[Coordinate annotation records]
···

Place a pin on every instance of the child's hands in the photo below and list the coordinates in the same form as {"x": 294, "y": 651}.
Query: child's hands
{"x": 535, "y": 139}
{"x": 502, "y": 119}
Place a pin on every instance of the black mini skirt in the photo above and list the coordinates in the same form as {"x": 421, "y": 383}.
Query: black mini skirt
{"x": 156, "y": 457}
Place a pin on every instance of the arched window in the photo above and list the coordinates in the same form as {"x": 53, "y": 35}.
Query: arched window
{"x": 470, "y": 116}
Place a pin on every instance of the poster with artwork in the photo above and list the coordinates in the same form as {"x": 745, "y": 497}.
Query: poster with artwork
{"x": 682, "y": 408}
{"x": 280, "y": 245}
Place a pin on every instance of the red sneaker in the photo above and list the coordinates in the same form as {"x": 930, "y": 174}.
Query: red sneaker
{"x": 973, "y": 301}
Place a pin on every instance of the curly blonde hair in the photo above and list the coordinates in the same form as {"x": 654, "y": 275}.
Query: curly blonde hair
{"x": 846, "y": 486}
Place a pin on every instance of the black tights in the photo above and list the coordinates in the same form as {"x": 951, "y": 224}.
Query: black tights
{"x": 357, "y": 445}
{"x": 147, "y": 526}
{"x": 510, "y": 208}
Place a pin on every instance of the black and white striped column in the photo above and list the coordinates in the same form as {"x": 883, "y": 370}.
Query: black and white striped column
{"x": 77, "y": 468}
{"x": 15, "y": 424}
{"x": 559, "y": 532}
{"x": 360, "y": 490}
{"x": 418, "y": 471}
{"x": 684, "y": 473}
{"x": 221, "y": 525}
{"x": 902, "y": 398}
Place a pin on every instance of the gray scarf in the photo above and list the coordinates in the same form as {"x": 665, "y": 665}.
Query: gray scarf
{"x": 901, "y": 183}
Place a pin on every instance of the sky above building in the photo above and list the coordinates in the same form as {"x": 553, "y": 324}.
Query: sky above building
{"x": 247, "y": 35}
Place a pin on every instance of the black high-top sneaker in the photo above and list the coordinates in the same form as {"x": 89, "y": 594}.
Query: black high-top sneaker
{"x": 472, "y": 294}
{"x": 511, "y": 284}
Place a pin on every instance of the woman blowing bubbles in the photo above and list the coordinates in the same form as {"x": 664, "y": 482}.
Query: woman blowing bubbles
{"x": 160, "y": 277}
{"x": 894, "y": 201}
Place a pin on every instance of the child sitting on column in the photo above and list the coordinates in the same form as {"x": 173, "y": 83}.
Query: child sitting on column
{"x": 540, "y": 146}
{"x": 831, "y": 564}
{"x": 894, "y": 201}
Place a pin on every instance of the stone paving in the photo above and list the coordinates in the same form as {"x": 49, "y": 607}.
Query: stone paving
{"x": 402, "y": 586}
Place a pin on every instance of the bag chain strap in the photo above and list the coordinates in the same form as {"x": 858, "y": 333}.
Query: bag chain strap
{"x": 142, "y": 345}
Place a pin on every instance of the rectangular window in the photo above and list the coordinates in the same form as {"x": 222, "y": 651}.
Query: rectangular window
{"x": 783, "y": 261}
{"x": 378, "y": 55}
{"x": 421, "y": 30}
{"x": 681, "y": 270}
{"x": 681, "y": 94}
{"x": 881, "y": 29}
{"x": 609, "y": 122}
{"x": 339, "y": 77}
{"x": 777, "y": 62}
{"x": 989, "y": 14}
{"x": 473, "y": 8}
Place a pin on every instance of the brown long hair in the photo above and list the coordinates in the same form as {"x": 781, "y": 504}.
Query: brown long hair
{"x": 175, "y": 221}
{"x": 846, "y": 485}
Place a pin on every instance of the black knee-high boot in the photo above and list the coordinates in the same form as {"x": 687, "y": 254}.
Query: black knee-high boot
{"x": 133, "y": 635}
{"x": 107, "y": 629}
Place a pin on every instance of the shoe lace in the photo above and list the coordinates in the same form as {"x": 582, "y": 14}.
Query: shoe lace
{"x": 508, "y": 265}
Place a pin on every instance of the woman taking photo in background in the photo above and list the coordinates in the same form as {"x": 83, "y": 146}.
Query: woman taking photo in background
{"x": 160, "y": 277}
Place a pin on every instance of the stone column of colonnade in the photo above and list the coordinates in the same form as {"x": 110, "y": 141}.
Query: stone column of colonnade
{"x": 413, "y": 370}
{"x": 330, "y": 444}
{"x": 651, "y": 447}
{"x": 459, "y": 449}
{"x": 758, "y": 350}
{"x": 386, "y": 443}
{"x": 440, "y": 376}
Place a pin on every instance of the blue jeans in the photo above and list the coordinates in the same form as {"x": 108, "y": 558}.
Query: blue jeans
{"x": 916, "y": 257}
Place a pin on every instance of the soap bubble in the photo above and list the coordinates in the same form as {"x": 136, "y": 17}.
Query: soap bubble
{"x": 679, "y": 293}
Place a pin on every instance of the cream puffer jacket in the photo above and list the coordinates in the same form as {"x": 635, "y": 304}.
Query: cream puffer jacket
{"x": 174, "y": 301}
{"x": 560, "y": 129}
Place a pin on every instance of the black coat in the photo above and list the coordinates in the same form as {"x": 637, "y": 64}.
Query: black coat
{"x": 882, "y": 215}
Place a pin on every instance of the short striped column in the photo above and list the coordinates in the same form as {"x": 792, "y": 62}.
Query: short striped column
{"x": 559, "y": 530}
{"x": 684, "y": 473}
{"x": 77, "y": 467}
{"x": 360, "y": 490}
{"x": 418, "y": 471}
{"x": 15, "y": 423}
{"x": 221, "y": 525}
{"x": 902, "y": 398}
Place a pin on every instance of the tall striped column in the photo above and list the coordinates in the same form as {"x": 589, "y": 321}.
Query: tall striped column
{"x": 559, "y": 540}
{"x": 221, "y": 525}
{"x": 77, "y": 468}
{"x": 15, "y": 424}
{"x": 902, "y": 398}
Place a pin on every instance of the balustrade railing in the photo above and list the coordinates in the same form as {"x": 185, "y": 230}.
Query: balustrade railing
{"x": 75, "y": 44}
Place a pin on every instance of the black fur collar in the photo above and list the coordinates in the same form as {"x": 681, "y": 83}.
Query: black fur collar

···

What to produce
Every line above should be printed again exactly as it stands.

Final result
Place a pin on every instance of the child's hands in the photo below and list the coordinates in the same form as {"x": 294, "y": 651}.
Query: child's hands
{"x": 535, "y": 139}
{"x": 502, "y": 119}
Place a pin on every instance of the black mini skirt in the photo above and list the coordinates in the same form as {"x": 421, "y": 383}.
Query: black mini skirt
{"x": 156, "y": 457}
Place a pin on every instance of the arched window in the photo above and list the coordinates in the same form as {"x": 53, "y": 35}.
Query: arched window
{"x": 470, "y": 116}
Place a pin on every instance of the poster with artwork in the photo above and list the coordinates in the same form as {"x": 745, "y": 497}.
Query: poster with artwork
{"x": 682, "y": 408}
{"x": 280, "y": 245}
Place a pin on every instance of the red sneaker in the photo above and list the coordinates in the same form as {"x": 930, "y": 174}.
Query: red sneaker
{"x": 973, "y": 301}
Place a pin on every instance of the curly blonde hair in the photo above and list the coordinates in the same form as {"x": 654, "y": 275}.
Query: curly blonde hair
{"x": 846, "y": 486}
Place a pin on every instance of the black tights in the photo above and list the coordinates in the same form as {"x": 951, "y": 224}.
Query: black tights
{"x": 357, "y": 445}
{"x": 147, "y": 526}
{"x": 510, "y": 208}
Place a pin on every instance of the black and white striped column in the photo above and list the coordinates in the same form as {"x": 883, "y": 370}.
Query: black and white striped column
{"x": 77, "y": 468}
{"x": 15, "y": 424}
{"x": 559, "y": 532}
{"x": 360, "y": 490}
{"x": 418, "y": 471}
{"x": 684, "y": 473}
{"x": 221, "y": 525}
{"x": 902, "y": 398}
Place a pin on every instance of the gray scarf in the photo above and list the coordinates in the same form as {"x": 665, "y": 665}.
Query: gray scarf
{"x": 901, "y": 183}
Place a pin on every instance of the sky above building in the photo above and list the coordinates in the same form as {"x": 553, "y": 324}.
Query: sky above building
{"x": 247, "y": 35}
Place a pin on every instance of the black high-top sneaker in the photo above and list the coordinates in the same form as {"x": 89, "y": 594}.
Query: black high-top sneaker
{"x": 472, "y": 294}
{"x": 511, "y": 284}
Place a pin on every instance of the woman blowing bubbles in the photo above and list the coordinates in the same form as {"x": 664, "y": 482}.
Query: woman blowing bubbles
{"x": 160, "y": 277}
{"x": 894, "y": 201}
Place a pin on every instance of the child sitting on column in the photo above and list the coordinates in the same form as {"x": 173, "y": 83}.
Query: child sitting on column
{"x": 540, "y": 146}
{"x": 831, "y": 564}
{"x": 894, "y": 201}
Place a pin on every instance of the stone paving in the photo above and list the coordinates in the same form as {"x": 49, "y": 607}.
Query: stone paving
{"x": 402, "y": 586}
Place a pin on every instance of the bag chain strap in the photo above and list the coordinates in the same form as {"x": 858, "y": 333}.
Query: bag chain strap
{"x": 142, "y": 345}
Place a pin on every instance of the rectangular window in the photo above and list the coordinates in the same form as {"x": 222, "y": 651}.
Query: rectangular window
{"x": 783, "y": 261}
{"x": 378, "y": 55}
{"x": 421, "y": 30}
{"x": 681, "y": 270}
{"x": 681, "y": 94}
{"x": 881, "y": 29}
{"x": 609, "y": 122}
{"x": 339, "y": 77}
{"x": 777, "y": 62}
{"x": 989, "y": 14}
{"x": 473, "y": 8}
Place a pin on every instance of the brown long hair in the photo above and list the coordinates in the same form as {"x": 781, "y": 504}.
Query: brown long hair
{"x": 175, "y": 221}
{"x": 846, "y": 485}
Place a pin on every instance of the black knee-high boot in the photo above and list the coordinates in the same form as {"x": 687, "y": 254}.
Query: black knee-high boot
{"x": 133, "y": 635}
{"x": 107, "y": 629}
Place a pin on every instance of the shoe lace in the photo above and list the coordinates in the same form as {"x": 582, "y": 14}.
Query: shoe lace
{"x": 508, "y": 265}
Place a pin on every instance of the woman taking photo in background in the photo above and list the coordinates in the same form as {"x": 83, "y": 146}.
Query: woman taking photo in background
{"x": 160, "y": 277}
Place a pin on every instance of the stone column of colonnade in the photo above and list the coordinates in the same form as {"x": 110, "y": 141}.
Query: stone column of colonnade
{"x": 413, "y": 370}
{"x": 330, "y": 444}
{"x": 651, "y": 447}
{"x": 459, "y": 449}
{"x": 758, "y": 350}
{"x": 386, "y": 443}
{"x": 440, "y": 376}
Place a pin on every instance of the blue jeans in the photo above and list the coordinates in the same form as {"x": 108, "y": 558}.
Query: blue jeans
{"x": 916, "y": 257}
Place a pin on every instance of the soap bubble in the photo above and list the coordinates in the same form as {"x": 136, "y": 17}.
Query: soap bubble
{"x": 679, "y": 293}
Place a pin on every instance of the cream puffer jacket in the photo above and list the coordinates in the same form as {"x": 635, "y": 304}.
Query: cream puffer jacket
{"x": 174, "y": 301}
{"x": 560, "y": 129}
Place a pin on every instance of the black coat in the photo above and list the coordinates in the same form as {"x": 637, "y": 64}.
Query: black coat
{"x": 882, "y": 215}
Place a pin on every instance of the short striped column in the photo above and list the coordinates in the same form as {"x": 792, "y": 62}.
Query: short striped column
{"x": 559, "y": 530}
{"x": 684, "y": 473}
{"x": 77, "y": 467}
{"x": 360, "y": 490}
{"x": 418, "y": 471}
{"x": 15, "y": 423}
{"x": 221, "y": 525}
{"x": 902, "y": 398}
Place a pin on every instance of the tall striped column in the photo above and list the coordinates in the same form as {"x": 589, "y": 321}.
Query: tall striped column
{"x": 559, "y": 540}
{"x": 221, "y": 525}
{"x": 77, "y": 468}
{"x": 15, "y": 424}
{"x": 902, "y": 398}
Place a pin on every instance of the balustrade railing in the photo above and list the coordinates in the same form as {"x": 185, "y": 230}.
Query: balustrade railing
{"x": 75, "y": 44}
Place a pin on every instance of the black fur collar in the photo above and list the coordinates in the same form as {"x": 681, "y": 83}.
Query: black fur collar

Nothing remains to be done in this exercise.